MATERIAL PROVIDED.
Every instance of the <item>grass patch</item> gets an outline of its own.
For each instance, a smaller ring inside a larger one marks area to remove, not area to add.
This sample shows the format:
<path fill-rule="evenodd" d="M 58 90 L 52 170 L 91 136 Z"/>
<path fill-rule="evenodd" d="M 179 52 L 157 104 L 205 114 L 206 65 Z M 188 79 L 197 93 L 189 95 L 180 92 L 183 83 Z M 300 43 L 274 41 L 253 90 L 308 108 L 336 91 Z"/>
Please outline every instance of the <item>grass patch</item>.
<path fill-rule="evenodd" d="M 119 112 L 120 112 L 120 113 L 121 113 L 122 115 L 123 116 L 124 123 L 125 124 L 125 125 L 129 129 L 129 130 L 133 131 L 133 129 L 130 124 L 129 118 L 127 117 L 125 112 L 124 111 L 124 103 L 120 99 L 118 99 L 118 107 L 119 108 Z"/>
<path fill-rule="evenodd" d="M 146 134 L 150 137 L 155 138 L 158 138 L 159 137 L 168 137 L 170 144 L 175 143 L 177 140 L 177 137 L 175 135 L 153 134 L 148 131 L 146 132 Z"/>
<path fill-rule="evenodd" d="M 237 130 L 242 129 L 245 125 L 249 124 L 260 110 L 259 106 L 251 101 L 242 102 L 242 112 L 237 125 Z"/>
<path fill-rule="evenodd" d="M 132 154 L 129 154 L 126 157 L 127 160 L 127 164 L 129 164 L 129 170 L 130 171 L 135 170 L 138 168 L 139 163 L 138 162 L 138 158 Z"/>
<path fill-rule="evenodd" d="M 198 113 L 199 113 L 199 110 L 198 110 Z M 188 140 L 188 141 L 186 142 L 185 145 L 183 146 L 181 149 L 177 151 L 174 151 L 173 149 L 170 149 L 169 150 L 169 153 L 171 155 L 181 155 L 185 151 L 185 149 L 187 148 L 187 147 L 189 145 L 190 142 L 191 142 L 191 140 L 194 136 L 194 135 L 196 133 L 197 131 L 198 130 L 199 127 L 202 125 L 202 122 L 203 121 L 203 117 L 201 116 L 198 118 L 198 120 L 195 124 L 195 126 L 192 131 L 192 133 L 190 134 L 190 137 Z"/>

WHAT YOU WILL DO.
Rewrite the lines above with "grass patch" changed to "turf patch" in every place it occurs. Leave everything else as it is.

PROBLEM SOLUTION.
Every instance of the <item>turf patch</item> gets an outline of its own.
For each instance, a smaller ring inside a larger one marks area to remove, not area to add.
This sample shows the format:
<path fill-rule="evenodd" d="M 58 90 L 52 170 L 91 136 Z"/>
<path fill-rule="evenodd" d="M 179 52 L 157 104 L 205 114 L 206 65 Z M 188 79 L 197 93 L 189 95 L 180 92 L 183 83 Z M 300 43 L 274 41 L 253 90 L 308 108 L 336 91 Z"/>
Please outline every instance of the <item>turf patch</item>.
<path fill-rule="evenodd" d="M 119 112 L 120 112 L 120 113 L 121 113 L 122 115 L 123 116 L 124 123 L 125 124 L 125 125 L 129 129 L 129 130 L 133 131 L 133 129 L 130 124 L 129 118 L 127 117 L 125 112 L 124 111 L 124 103 L 120 99 L 118 99 L 118 107 L 119 108 Z"/>
<path fill-rule="evenodd" d="M 146 134 L 150 137 L 155 138 L 158 138 L 159 137 L 168 137 L 170 144 L 175 143 L 177 140 L 177 137 L 175 135 L 153 134 L 148 131 L 146 132 Z"/>
<path fill-rule="evenodd" d="M 237 130 L 242 129 L 245 125 L 249 124 L 260 110 L 259 106 L 251 101 L 242 102 L 242 112 L 237 125 Z"/>
<path fill-rule="evenodd" d="M 132 154 L 129 154 L 126 157 L 127 160 L 127 164 L 129 164 L 129 170 L 130 171 L 135 170 L 138 168 L 139 163 L 138 162 L 138 158 Z"/>
<path fill-rule="evenodd" d="M 198 113 L 199 113 L 199 110 L 198 110 Z M 188 140 L 188 141 L 186 142 L 185 145 L 183 146 L 181 149 L 177 151 L 174 151 L 173 149 L 170 149 L 169 150 L 169 153 L 171 155 L 181 155 L 185 151 L 185 149 L 187 148 L 187 147 L 189 145 L 190 142 L 191 142 L 191 140 L 194 136 L 194 135 L 196 133 L 197 131 L 198 130 L 199 127 L 202 125 L 202 122 L 203 121 L 203 117 L 201 116 L 198 118 L 198 120 L 195 124 L 195 126 L 192 131 L 192 133 L 190 134 L 190 137 Z"/>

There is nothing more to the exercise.